**本文**
┏━━
値崩れどころか値上がりしている国産車がある!
今回のランキングはインターネットの誰でも閲覧できる国産自動車メーカーが運営するサイトの買取参考価格をもとに算出しました。検索条件は2021年式の国産車で、現行モデル、旧モデル、生産終了モデル、約100車種をチェックしました。
お断りしなければならないのは、現在人気が高すぎて買取価格が新車時価格を上回ってしまうため算出できない車種を除外した点です。算出できなかった車種は、以下のとおりです。
〈買取価格が新車価格を上回った車種〉
・トヨタ「ランドクルーザー300」
・トヨタ「ランドクルーザープラド」
・日産「GT-R」
・スズキ「スイフトスポーツ」
・スズキ「ジムニー」
・スズキ「ジムニーシエラ」
いずれも新車の納期が長いなど入手難で知られている車たちが中心です。
また、旧型トヨタ「アルファード」は2.5S Cパッケージなど一部人気の高いグレードも買取価格が算出できないため、代わって算出できるグレードを掲載しました。
┗━━
**提供データ**
┏━━
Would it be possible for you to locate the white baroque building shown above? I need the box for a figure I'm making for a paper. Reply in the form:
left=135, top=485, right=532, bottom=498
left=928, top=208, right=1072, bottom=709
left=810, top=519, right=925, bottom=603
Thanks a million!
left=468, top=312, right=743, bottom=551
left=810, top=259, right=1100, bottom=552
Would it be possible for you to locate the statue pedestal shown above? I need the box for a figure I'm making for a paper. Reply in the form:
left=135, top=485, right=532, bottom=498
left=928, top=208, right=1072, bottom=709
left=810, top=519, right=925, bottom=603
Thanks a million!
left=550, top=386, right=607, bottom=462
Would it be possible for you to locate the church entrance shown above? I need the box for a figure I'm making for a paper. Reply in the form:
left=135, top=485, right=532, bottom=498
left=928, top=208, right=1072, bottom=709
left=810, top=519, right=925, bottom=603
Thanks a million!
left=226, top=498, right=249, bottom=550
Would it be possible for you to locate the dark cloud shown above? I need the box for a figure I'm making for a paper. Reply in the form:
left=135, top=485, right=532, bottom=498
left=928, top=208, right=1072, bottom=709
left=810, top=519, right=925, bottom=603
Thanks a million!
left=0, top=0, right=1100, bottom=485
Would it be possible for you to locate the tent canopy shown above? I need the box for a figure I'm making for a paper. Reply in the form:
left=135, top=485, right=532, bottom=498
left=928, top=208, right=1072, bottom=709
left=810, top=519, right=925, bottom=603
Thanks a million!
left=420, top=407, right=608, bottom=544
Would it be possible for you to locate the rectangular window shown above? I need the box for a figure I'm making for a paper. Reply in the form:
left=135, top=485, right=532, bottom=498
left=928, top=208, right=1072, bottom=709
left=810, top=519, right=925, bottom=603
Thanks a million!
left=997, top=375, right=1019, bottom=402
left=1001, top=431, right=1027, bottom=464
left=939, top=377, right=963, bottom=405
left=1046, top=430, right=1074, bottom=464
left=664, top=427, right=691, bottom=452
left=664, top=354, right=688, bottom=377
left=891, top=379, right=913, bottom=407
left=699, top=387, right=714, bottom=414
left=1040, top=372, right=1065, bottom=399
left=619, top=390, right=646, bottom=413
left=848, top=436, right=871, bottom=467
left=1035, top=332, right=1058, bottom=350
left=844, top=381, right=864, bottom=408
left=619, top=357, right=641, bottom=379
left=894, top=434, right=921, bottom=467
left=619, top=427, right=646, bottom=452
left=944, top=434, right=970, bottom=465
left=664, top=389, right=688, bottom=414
┗━━
**作業指示**
[1] 本文によると、ランキングの検索条件は何年式の国産車ですか。
[2] 本文のうち、「値崩れどころか値上がりしている国産車がある!」から「きるグレードを掲載しました。」までを、両端の語句も含めてそのまま出力してください。

**解答**
[1] 2021年式の国産車です。

[2]
値崩れどころか値上がりしている国産車がある!
今回のランキングはインターネットの誰でも閲覧できる国産自動車メーカーが運営するサイトの買取参考価格をもとに算出しました。検索条件は2021年式の国産車で、現行モデル、旧モデル、生産終了モデル、約100車種をチェックしました。
お断りしなければならないのは、現在人気が高すぎて買取価格が新車時価格を上回ってしまうため算出できない車種を除外した点です。算出できなかった車種は、以下のとおりです。
〈買取価格が新車価格を上回った車種〉
・トヨタ「ランドクルーザー300」
・トヨタ「ランドクルーザープラド」
・日産「GT-R」
・スズキ「スイフトスポーツ」
・スズキ「ジムニー」
・スズキ「ジムニーシエラ」
いずれも新車の納期が長いなど入手難で知られている車たちが中心です。
また、旧型トヨタ「アルファード」は2.5S Cパッケージなど一部人気の高いグレードも買取価格が算出できないため、代わって算出できるグレードを掲載しました。